# [Records for the task]
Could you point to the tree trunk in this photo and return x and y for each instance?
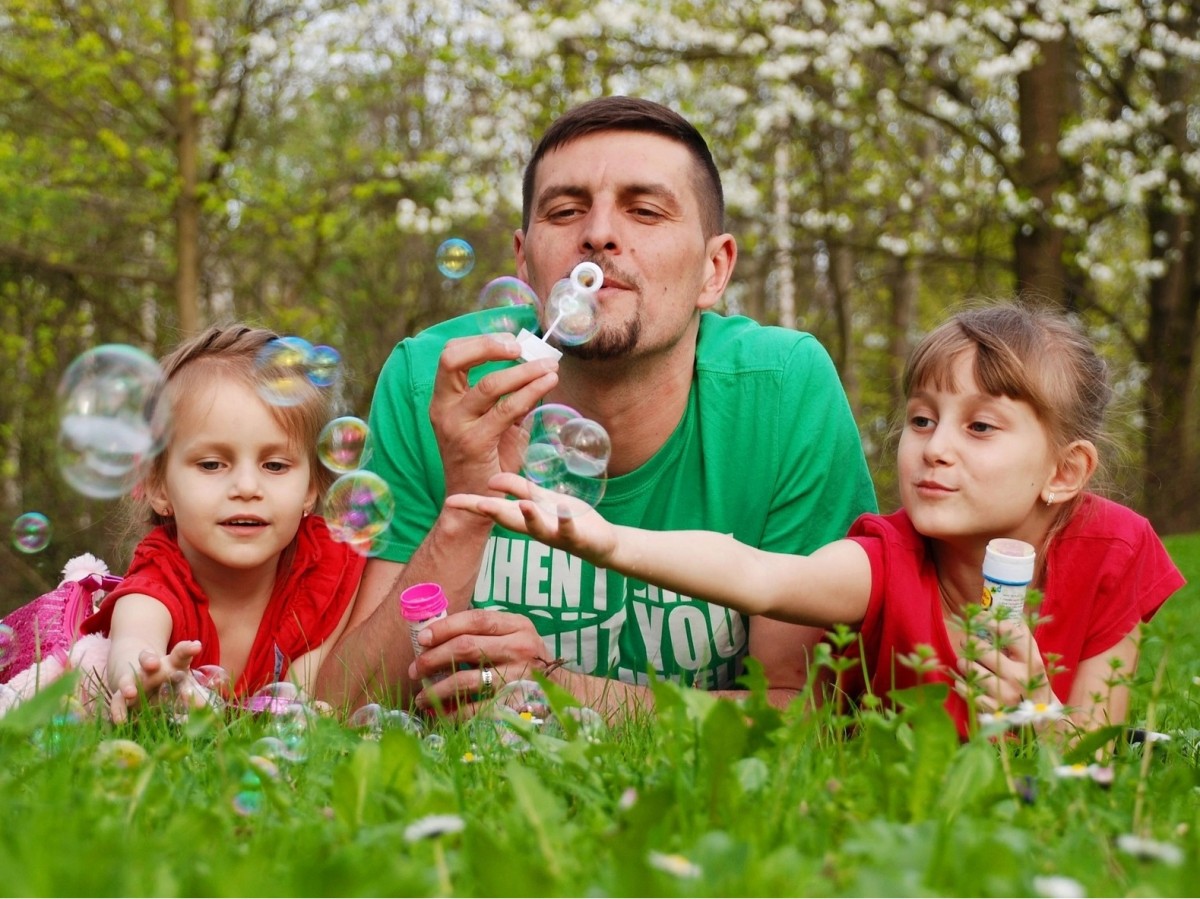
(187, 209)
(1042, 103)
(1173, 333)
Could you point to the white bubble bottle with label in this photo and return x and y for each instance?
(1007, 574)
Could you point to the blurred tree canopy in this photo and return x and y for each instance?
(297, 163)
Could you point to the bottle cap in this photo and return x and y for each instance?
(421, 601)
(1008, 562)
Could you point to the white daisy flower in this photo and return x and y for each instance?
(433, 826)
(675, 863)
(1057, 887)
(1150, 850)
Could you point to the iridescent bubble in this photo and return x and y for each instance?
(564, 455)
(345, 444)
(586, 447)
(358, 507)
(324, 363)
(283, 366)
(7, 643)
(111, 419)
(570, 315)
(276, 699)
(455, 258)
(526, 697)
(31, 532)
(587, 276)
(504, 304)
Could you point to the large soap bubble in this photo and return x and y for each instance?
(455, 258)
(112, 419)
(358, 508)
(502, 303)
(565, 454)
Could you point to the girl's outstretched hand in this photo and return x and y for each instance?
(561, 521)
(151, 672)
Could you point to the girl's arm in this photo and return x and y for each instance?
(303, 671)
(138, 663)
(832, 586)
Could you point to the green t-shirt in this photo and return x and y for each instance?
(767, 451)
==
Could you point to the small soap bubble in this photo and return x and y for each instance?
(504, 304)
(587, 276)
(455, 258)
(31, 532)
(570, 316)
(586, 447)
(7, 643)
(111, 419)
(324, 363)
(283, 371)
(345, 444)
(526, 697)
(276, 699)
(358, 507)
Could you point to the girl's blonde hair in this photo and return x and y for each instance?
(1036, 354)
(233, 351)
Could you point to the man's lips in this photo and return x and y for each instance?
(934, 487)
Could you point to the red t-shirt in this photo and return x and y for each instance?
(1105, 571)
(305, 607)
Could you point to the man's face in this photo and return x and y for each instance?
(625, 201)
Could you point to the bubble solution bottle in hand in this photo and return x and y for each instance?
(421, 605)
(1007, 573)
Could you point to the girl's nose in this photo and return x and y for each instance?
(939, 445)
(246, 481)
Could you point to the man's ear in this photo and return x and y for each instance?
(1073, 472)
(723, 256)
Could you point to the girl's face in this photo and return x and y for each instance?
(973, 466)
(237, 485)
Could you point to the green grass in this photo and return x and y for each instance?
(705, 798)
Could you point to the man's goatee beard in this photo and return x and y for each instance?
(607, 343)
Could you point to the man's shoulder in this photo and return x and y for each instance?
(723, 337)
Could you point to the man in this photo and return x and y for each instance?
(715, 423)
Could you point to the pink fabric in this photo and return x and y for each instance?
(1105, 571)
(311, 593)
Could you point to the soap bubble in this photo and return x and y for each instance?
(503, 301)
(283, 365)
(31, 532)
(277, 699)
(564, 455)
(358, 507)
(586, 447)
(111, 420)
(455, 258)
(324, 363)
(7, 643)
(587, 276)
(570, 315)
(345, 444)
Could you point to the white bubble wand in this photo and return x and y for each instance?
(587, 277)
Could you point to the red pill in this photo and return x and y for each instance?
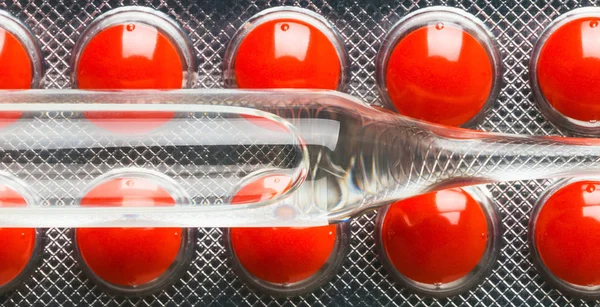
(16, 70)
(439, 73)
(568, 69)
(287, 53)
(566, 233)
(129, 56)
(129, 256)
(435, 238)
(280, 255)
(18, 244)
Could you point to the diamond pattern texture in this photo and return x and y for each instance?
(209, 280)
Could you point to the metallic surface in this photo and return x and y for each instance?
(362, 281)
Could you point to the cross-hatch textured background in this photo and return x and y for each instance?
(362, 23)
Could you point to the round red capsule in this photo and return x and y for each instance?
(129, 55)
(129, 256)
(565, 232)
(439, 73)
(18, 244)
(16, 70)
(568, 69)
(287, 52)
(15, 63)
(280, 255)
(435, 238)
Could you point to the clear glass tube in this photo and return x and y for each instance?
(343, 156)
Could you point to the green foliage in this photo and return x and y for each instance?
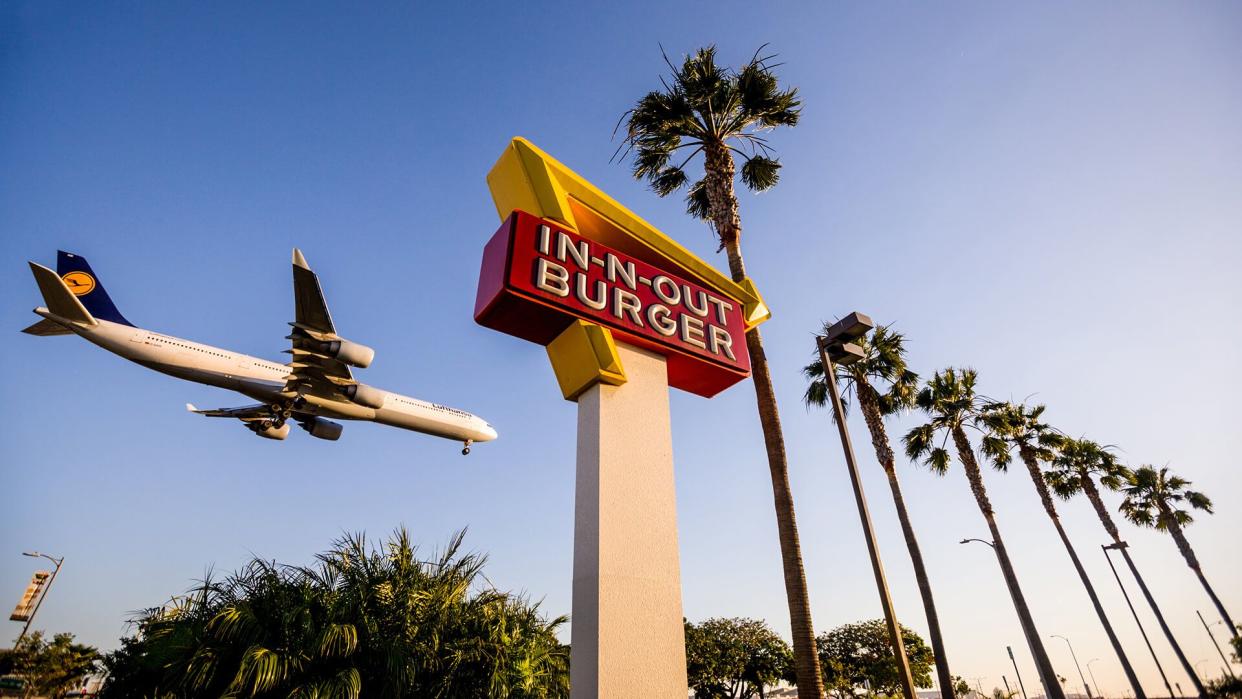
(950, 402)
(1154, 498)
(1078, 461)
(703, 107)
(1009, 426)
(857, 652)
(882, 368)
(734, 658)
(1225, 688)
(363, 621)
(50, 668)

# [Exercise requirements]
Rewrite everything from the line containing "Could you point to the tree" down to the line containing "(1008, 562)", with "bottle cap" changed to "bottle lid" and nothing else altered. Leave out the pictures.

# [Correct answer]
Could you point to the tree trunk in this photo and return x and y for each instance?
(187, 209)
(1042, 103)
(1173, 333)
Could you point to the white bubble bottle with label in this photo and return x and y for each instance?
(1007, 574)
Could you point to the blurred tree canopy in this photo and return x and y for each instance?
(297, 163)
Could you point to the bottle lid in this photo and return x and y for each instance?
(421, 601)
(1008, 562)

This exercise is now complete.